— Begin TEXT EXTRACT —
The theme of this week’s Earth Day on 22 April is “Restore our Earth”.  This chimes with the UN Decade on Ecosystem Restoration which is officially launched in June and, of course, our own Revive our World campaign.

There are a series of events building up to the day itself on 22 April coinciding with the Biden Administration’s climate summit which is being live-streamed and will include a focus on nature-based solutions.

Given the ongoing destruction of the planet, there are some that argue, rather than restoration, the focus should remain on protecting our remaining natural habitats e.g. our rainforests[1], our mangroves[2], our grasslands[3].  It’s abundantly clear that we shall fail to halt the loss of biodiversity and protect our own species unless we protect our remaining critical ecosystems.  It’s why what happens in countries like Brazil or Indonesia matters.  It’s why we campaign to protect our ancient woodlands, chalk grasslands and peatlands in this country.  And it’s why the greatest challenge of our time is to transform our global economy to ensure growing prosperity of a growing human population does not result in further destruction of the natural world.
— End TEXT EXTRACT —
— Begin INFORMATION SHOWN —
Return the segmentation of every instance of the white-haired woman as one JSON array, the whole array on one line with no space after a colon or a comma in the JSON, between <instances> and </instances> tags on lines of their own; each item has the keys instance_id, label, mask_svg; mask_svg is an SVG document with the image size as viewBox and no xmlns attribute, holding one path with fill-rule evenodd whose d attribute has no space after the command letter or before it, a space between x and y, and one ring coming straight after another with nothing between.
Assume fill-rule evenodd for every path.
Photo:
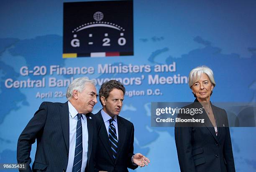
— End INFORMATION SHOWN —
AIM OF THE EXERCISE:
Please answer from the Earth Day passage: what theme has been set for this week's Earth Day on 22 April?

PROBLEM SOLUTION:
"Restore our Earth"